#### WRITTEN EXERCISE
Please set down the material below again, line for line and unchanged.

#### EXTRACTED RECORDS
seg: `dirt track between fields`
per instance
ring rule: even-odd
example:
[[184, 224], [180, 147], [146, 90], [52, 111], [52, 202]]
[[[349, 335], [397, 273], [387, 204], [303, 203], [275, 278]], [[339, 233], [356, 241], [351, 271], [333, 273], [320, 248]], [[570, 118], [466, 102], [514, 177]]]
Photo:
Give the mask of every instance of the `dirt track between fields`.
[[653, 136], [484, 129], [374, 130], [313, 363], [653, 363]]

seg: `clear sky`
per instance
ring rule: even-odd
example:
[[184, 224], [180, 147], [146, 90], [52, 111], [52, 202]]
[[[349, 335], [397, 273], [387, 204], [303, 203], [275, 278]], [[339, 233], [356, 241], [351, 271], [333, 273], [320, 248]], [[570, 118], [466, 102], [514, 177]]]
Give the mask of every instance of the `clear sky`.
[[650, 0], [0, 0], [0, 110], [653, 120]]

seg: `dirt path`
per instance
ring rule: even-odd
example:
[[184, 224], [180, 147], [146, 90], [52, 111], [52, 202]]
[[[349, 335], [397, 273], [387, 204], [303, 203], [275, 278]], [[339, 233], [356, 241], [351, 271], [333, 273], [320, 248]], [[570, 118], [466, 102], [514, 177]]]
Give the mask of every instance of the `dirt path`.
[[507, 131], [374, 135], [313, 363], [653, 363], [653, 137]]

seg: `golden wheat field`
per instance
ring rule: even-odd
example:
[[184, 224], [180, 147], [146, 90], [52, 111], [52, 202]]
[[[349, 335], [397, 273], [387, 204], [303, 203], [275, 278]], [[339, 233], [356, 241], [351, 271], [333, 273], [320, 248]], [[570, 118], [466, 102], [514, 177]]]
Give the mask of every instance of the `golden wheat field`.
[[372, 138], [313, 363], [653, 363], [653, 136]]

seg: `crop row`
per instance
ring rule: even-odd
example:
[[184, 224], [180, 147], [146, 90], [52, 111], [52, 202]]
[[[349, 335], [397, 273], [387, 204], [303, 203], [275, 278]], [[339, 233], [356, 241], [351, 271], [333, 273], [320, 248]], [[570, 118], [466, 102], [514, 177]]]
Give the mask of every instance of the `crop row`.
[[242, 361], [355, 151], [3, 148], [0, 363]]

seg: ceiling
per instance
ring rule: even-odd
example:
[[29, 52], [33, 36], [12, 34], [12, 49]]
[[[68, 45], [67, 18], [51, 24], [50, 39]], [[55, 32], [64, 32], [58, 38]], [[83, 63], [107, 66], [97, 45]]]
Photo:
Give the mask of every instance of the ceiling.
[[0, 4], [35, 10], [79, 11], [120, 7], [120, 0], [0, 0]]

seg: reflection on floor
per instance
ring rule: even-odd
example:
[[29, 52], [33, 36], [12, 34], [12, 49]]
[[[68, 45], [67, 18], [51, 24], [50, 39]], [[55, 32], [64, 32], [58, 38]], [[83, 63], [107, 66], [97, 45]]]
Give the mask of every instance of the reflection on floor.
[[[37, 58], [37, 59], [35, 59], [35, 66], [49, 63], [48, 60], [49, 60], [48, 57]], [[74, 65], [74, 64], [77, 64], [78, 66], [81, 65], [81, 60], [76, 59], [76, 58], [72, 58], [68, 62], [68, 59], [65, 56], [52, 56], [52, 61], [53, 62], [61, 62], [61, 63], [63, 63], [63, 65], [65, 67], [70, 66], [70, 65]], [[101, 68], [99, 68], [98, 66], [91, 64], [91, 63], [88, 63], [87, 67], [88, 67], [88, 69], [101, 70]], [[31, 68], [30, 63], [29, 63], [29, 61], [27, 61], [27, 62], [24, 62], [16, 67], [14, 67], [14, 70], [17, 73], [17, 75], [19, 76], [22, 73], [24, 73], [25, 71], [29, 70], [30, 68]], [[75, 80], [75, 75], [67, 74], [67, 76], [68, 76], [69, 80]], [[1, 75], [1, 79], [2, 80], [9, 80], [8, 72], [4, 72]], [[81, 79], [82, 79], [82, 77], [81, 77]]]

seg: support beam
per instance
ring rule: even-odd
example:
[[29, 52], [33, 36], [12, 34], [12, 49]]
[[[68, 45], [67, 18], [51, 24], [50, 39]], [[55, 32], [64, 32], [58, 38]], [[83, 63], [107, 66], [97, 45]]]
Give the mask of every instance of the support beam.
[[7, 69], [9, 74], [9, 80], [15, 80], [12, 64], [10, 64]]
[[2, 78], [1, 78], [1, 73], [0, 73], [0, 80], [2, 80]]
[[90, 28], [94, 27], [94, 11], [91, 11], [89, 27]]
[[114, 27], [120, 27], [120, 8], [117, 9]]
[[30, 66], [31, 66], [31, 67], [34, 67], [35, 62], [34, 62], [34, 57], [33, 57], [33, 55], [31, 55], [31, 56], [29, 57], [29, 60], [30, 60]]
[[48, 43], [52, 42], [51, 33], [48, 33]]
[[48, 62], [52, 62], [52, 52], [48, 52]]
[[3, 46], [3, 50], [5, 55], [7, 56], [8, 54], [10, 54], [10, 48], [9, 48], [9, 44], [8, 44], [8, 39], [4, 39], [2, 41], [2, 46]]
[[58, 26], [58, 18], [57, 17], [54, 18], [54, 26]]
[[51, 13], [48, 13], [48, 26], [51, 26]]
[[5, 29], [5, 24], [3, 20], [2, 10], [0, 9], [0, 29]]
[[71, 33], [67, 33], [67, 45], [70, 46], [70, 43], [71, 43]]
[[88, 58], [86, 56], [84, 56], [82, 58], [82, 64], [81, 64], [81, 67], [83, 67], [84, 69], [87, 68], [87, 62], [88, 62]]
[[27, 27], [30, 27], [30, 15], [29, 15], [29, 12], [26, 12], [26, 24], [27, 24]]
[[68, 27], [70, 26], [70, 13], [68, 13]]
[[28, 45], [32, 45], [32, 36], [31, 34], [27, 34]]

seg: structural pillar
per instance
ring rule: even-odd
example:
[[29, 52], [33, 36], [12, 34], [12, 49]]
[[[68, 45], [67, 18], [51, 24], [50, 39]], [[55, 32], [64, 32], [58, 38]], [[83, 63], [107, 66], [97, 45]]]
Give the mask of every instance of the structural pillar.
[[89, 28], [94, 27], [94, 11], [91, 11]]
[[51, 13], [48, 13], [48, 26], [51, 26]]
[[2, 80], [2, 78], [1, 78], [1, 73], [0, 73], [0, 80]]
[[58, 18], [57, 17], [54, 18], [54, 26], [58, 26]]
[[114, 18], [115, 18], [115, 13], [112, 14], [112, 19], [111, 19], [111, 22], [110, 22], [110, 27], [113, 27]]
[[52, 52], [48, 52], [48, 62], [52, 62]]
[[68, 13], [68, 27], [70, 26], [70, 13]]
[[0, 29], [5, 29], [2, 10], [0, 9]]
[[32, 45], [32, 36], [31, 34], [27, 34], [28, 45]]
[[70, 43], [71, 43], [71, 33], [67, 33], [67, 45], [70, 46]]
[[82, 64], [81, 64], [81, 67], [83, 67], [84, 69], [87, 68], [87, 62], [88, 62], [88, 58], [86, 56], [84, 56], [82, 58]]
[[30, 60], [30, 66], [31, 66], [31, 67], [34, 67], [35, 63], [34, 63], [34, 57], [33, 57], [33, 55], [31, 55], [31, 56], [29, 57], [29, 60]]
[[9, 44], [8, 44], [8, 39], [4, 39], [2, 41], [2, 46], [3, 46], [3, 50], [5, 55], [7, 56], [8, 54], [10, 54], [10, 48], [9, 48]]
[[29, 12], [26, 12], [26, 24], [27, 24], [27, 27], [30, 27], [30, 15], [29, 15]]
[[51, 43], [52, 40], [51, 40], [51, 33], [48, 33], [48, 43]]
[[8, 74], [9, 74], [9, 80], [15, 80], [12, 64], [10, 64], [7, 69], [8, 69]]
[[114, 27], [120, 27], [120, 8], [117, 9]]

#### COMPLETED EXERCISE
seg: `dirt track between fields`
per instance
ring rule: even-odd
example:
[[184, 224], [180, 147], [146, 90], [52, 111], [52, 202]]
[[[349, 335], [397, 273], [387, 204], [303, 203], [275, 278]], [[339, 233], [356, 241], [351, 271], [333, 273], [320, 248]], [[570, 118], [466, 102], [514, 177]]]
Photo:
Give the mask of every instance of the `dirt track between fields`.
[[653, 136], [484, 129], [374, 130], [313, 363], [653, 363]]

seg: `clear sky`
per instance
ring rule: even-odd
example:
[[184, 224], [180, 147], [146, 90], [52, 111], [52, 202]]
[[[349, 335], [397, 273], [387, 204], [303, 203], [275, 278]], [[339, 233], [356, 241], [351, 271], [333, 273], [320, 248]], [[570, 118], [466, 102], [514, 177]]]
Give the mask of every instance of the `clear sky`.
[[650, 0], [0, 0], [0, 110], [653, 120]]

seg: `dirt path`
per instance
ring rule: even-odd
example:
[[184, 224], [180, 147], [146, 90], [52, 111], [52, 202]]
[[[349, 335], [397, 273], [387, 204], [303, 203], [275, 278]], [[339, 233], [356, 241], [351, 271], [333, 273], [320, 248]], [[570, 118], [466, 102], [514, 177]]]
Give the mask of every instance of the `dirt path`.
[[507, 131], [374, 135], [313, 363], [653, 363], [653, 137]]

seg: `golden wheat field`
per instance
ring rule: even-odd
example:
[[184, 224], [180, 147], [146, 90], [52, 111], [52, 202]]
[[[349, 335], [397, 273], [387, 204], [303, 203], [275, 278]], [[339, 233], [356, 241], [351, 271], [333, 273], [320, 248]], [[570, 118], [466, 102], [514, 177]]]
Give the mask of every instance of the `golden wheat field`.
[[372, 138], [313, 363], [653, 363], [653, 136]]

seg: `crop row`
per instance
ring rule: even-odd
example:
[[184, 224], [180, 147], [146, 90], [52, 111], [52, 202]]
[[[349, 335], [397, 273], [387, 204], [303, 203], [275, 278]], [[339, 233], [356, 241], [351, 271], [333, 273], [320, 248]], [[570, 118], [466, 102], [514, 177]]]
Give the mask of every instance of the `crop row`.
[[242, 361], [355, 151], [3, 148], [0, 363]]

seg: ceiling
per instance
ring rule: even-odd
example:
[[29, 52], [33, 36], [12, 34], [12, 49]]
[[[68, 45], [67, 18], [51, 24], [50, 39]], [[55, 32], [64, 32], [58, 38]], [[83, 63], [107, 66], [97, 45]]]
Photo:
Give the mask of every instance of the ceiling.
[[0, 4], [35, 10], [79, 11], [120, 7], [120, 0], [0, 0]]

seg: reflection on floor
per instance
ring rule: even-odd
example:
[[29, 52], [33, 36], [12, 34], [12, 49]]
[[[68, 45], [67, 18], [51, 24], [50, 39]], [[55, 32], [64, 32], [58, 38]], [[83, 63], [107, 66], [97, 45]]]
Give the mask of every instance of the reflection on floor.
[[[37, 58], [37, 59], [35, 59], [35, 66], [49, 63], [48, 60], [49, 60], [48, 57]], [[74, 65], [74, 64], [77, 64], [78, 66], [81, 65], [81, 60], [76, 59], [76, 58], [72, 58], [68, 62], [68, 59], [65, 56], [52, 56], [52, 61], [53, 62], [61, 62], [61, 63], [63, 63], [63, 65], [65, 67], [70, 66], [70, 65]], [[101, 68], [99, 68], [98, 66], [91, 64], [91, 63], [88, 63], [87, 67], [88, 67], [88, 69], [101, 70]], [[31, 68], [30, 63], [29, 63], [29, 61], [27, 61], [27, 62], [24, 62], [16, 67], [14, 67], [14, 70], [17, 73], [17, 75], [19, 76], [22, 73], [24, 73], [25, 71], [29, 70], [30, 68]], [[75, 80], [75, 75], [67, 74], [67, 76], [68, 76], [69, 80]], [[1, 75], [1, 79], [2, 80], [9, 80], [8, 72], [4, 72]], [[81, 79], [82, 79], [82, 77], [81, 77]]]

seg: support beam
per instance
ring rule: even-odd
example:
[[29, 52], [33, 36], [12, 34], [12, 49]]
[[[68, 45], [67, 18], [51, 24], [50, 39]], [[55, 32], [64, 32], [58, 38]], [[83, 63], [107, 66], [97, 45]]]
Give the mask of every instance of the support beam.
[[7, 69], [9, 74], [9, 80], [15, 80], [12, 64], [10, 64]]
[[2, 78], [1, 78], [1, 73], [0, 73], [0, 80], [2, 80]]
[[90, 28], [94, 27], [94, 11], [91, 11], [89, 27]]
[[114, 27], [120, 27], [120, 8], [117, 9]]
[[30, 66], [31, 66], [31, 67], [34, 67], [35, 62], [34, 62], [34, 57], [33, 57], [33, 55], [31, 55], [31, 56], [29, 57], [29, 60], [30, 60]]
[[48, 43], [52, 42], [51, 33], [48, 33]]
[[48, 62], [52, 62], [52, 52], [48, 52]]
[[3, 46], [3, 50], [5, 55], [7, 56], [8, 54], [10, 54], [10, 48], [9, 48], [9, 44], [8, 44], [8, 39], [4, 39], [2, 41], [2, 46]]
[[58, 26], [58, 18], [57, 17], [54, 18], [54, 26]]
[[51, 13], [48, 13], [48, 26], [51, 26]]
[[5, 29], [5, 24], [3, 20], [2, 10], [0, 9], [0, 29]]
[[71, 33], [67, 33], [67, 45], [70, 46], [70, 43], [71, 43]]
[[88, 58], [86, 56], [84, 56], [82, 58], [82, 64], [81, 64], [81, 67], [83, 67], [84, 69], [87, 68], [87, 62], [88, 62]]
[[27, 27], [30, 27], [30, 15], [29, 15], [29, 12], [26, 12], [26, 24], [27, 24]]
[[68, 27], [70, 26], [70, 13], [68, 13]]
[[28, 45], [32, 45], [32, 36], [31, 34], [27, 34]]

seg: structural pillar
per instance
ring rule: even-odd
example:
[[29, 52], [33, 36], [12, 34], [12, 49]]
[[[68, 45], [67, 18], [51, 24], [50, 39]], [[55, 32], [64, 32], [58, 38]], [[83, 63], [107, 66], [97, 45]]]
Give the mask of every instance of the structural pillar.
[[89, 28], [94, 27], [94, 11], [91, 11]]
[[51, 13], [48, 13], [48, 26], [51, 26]]
[[2, 80], [2, 78], [1, 78], [1, 73], [0, 73], [0, 80]]
[[58, 18], [57, 17], [54, 18], [54, 26], [58, 26]]
[[114, 18], [115, 18], [115, 13], [112, 14], [112, 19], [111, 19], [111, 22], [110, 22], [110, 27], [113, 27]]
[[52, 52], [48, 52], [48, 62], [52, 62]]
[[68, 13], [68, 27], [70, 26], [70, 13]]
[[0, 29], [5, 29], [2, 10], [0, 9]]
[[32, 45], [32, 36], [31, 34], [27, 34], [28, 45]]
[[70, 43], [71, 43], [71, 33], [67, 33], [67, 45], [70, 46]]
[[82, 64], [81, 64], [81, 67], [83, 67], [84, 69], [87, 68], [87, 62], [88, 62], [88, 58], [86, 56], [84, 56], [82, 58]]
[[30, 60], [30, 66], [31, 66], [31, 67], [34, 67], [35, 63], [34, 63], [34, 57], [33, 57], [33, 55], [31, 55], [31, 56], [29, 57], [29, 60]]
[[9, 44], [8, 44], [8, 39], [4, 39], [2, 41], [2, 46], [3, 46], [3, 50], [5, 55], [7, 56], [8, 54], [10, 54], [10, 48], [9, 48]]
[[29, 12], [26, 12], [26, 24], [27, 24], [27, 27], [30, 27], [30, 15], [29, 15]]
[[51, 43], [52, 40], [51, 40], [51, 33], [48, 33], [48, 43]]
[[8, 74], [9, 74], [9, 80], [15, 80], [12, 64], [10, 64], [7, 69], [8, 69]]
[[114, 27], [120, 27], [120, 8], [117, 9]]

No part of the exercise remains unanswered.